━━ EXCERPTED PASSAGE

DLP-01: Enabling Sensitive Data Classification
Overview
Sensitive data classification in Microsoft 365 uses trainable classifiers and sensitive information types (SITs) to automatically identify and label confidential information. This is the foundation for effective data loss prevention (DLP), enabling organizations to:
- Automatically detect sensitive data like credit card numbers, SSNs, and health records
- Apply sensitivity labels to protect documents and emails
- Enable DLP policies that prevent unauthorized sharing
- Meet compliance requirements for data protection (GDPR, HIPAA, PCI-DSS)
- Provide visibility into where sensitive data exists in your organization
This guide covers enabling and configuring sensitive data classification in Microsoft 365.
Prerequisites
Required Roles
- Global Administrator - Full configuration access
- Compliance Administrator - Data classification and DLP configuration
- Information Protection Administrator - Sensitivity label management
- Security Administrator - Policy configuration
Required Licenses
| Feature | License Required |
|---|---|
| Basic sensitivity labels | Microsoft 365 Business Basic/Premium |
| Auto-labeling | Microsoft 365 E5 or E5 Compliance |
| Content explorer | Microsoft 365 E5 or E5 Compliance |
| Trainable classifiers | Microsoft 365 E5 or E5 Compliance |
| DLP policies | Microsoft 365 E5 or E5 Compliance |
| Endpoint DLP | Microsoft 365 E5 or E5 Compliance |
Required Permissions
- Access to Microsoft Purview compliance portal
- Content explorer permissions (Content Explorer Content Viewer role)
- Access to Microsoft 365 admin center
Prerequisites Checklist
- Microsoft 365 E5 or E5 Compliance licenses assigned
- Sensitivity labels enabled in tenant
- Users are actively using Microsoft 365 services
- Audit logging is enabled
Time Estimate
| Task | Duration |
|---|---|
| Planning classification requirements | 2-4 hours |
| Configuring sensitive information types | 1-2 hours |
| Creating sensitivity labels | 2-3 hours |
| Configuring auto-labeling policies | 2-3 hours |
| Testing and validation | 1-2 days |
| User training | 2-4 hours |
| Total | 2-4 weeks (including rollout) |
Step-by-Step Instructions
Step 1: Review Current Data Classification Status
Before configuring, understand your current state:
-
Navigate to Microsoft Purview: https://compliance.microsoft.com
-
Go to Data classification in the left navigation
-
Review the Overview dashboard:
- Top sensitive information types detected
- Top sensitivity labels applied
- Data distribution by location
-
Click Content explorer to see classified content:
- Review detected sensitive data types
- Identify where sensitive data is stored
- Note any gaps in classification
Note: Content explorer requires E5 license and may take 24-48 hours to populate initially.

━━━━

ACTIONS TO TAKE >>
1/ Extract the passage of the guide on sensitive data classification between "DLP-01: Enabling Sensitive" and "in Microsoft 365.", inclusive.
2/ Continue the guide on sensitive data classification from the point where it stops.
The items that follow have no connection to the guide on sensitive data classification.

━━ SUPPLIED ENTRIES

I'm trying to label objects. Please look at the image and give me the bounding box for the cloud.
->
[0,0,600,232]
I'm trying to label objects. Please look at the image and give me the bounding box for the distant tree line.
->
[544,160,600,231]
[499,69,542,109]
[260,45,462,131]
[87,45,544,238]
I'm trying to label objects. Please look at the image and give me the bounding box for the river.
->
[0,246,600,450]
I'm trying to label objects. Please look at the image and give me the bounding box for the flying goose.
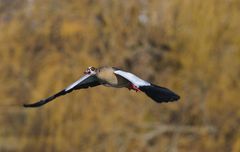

━━━━

ANSWERS IN ORDER >>
1/
DLP-01: Enabling Sensitive Data Classification
Overview
Sensitive data classification in Microsoft 365 uses trainable classifiers and sensitive information types (SITs) to automatically identify and label confidential information. This is the foundation for effective data loss prevention (DLP), enabling organizations to:
- Automatically detect sensitive data like credit card numbers, SSNs, and health records
- Apply sensitivity labels to protect documents and emails
- Enable DLP policies that prevent unauthorized sharing
- Meet compliance requirements for data protection (GDPR, HIPAA, PCI-DSS)
- Provide visibility into where sensitive data exists in your organization
This guide covers enabling and configuring sensitive data classification in Microsoft 365.

2/
Step 2: Understand Sensitive Information Types (SITs)
Microsoft provides 300+ built-in sensitive information types:
| Category | Examples |
|---|---|
| Financial | Credit card numbers, bank accounts, SWIFT codes |
| Healthcare | HIPAA identifiers, drug names, medical terms |
| Personal | SSN, driver's license, passport numbers |
| National IDs | By country (US, UK, EU, etc.) |
| Regulatory | GDPR data, PCI-DSS data |
To view available SITs:
- Go to Data classification > Sensitive info types
- Browse or search for relevant types
- Click on a SIT to see:
- Pattern details
- Confidence levels
- Example matches
Step 3: Create Custom Sensitive Information Types
If built-in types don't cover your needs:
- Navigate to Data classification > Sensitive info types
- Click + Create sensitive info type
Basic Settings
- Configure:
- Name: "Company Project Codes"
- Description: "Detects internal project codes in format PRJ-XXXXX"
Pattern Configuration
-
Click + Add pattern
-
Configure pattern elements:
- Primary element: Regular expression
- Pattern:
PRJ-[A-Z0-9]{5}
-
Add supporting elements (optional):
- Keywords near the pattern
- Additional patterns
-
Configure confidence levels:
- High confidence: Primary + 2 supporting
- Medium confidence: Primary + 1 supporting
- Low confidence: Primary only
-
Set character proximity (within how many characters)
-
Click Create
Example Custom SITs:
| Name | Pattern | Use Case |
|---|---|---|
| Employee ID | EMP-[0-9]{6} | Internal employee numbers |
| Project Code | PRJ-[A-Z]{2}[0-9]{4} | Project identifiers |
| Customer Account | CUST[0-9]{8} | Customer numbers |
| Internal Document ID | DOC-[A-Z0-9]{10} | Document tracking |
Step 4: Create Sensitivity Labels
Sensitivity labels classify and protect content:
- Navigate to Microsoft Purview > Information protection
- Click Labels tab
- Click + Create a label
Create Label Hierarchy
Parent Label: Confidential
-
Configure:
- Name: Confidential
- Display name: Confidential
- Description for users: "Business data that could harm the company if disclosed"
- Description for admins: "Parent label for confidential content"
-
Click Next
-
Scope: Select:
- Items (files, emails)
- Groups & sites (optional)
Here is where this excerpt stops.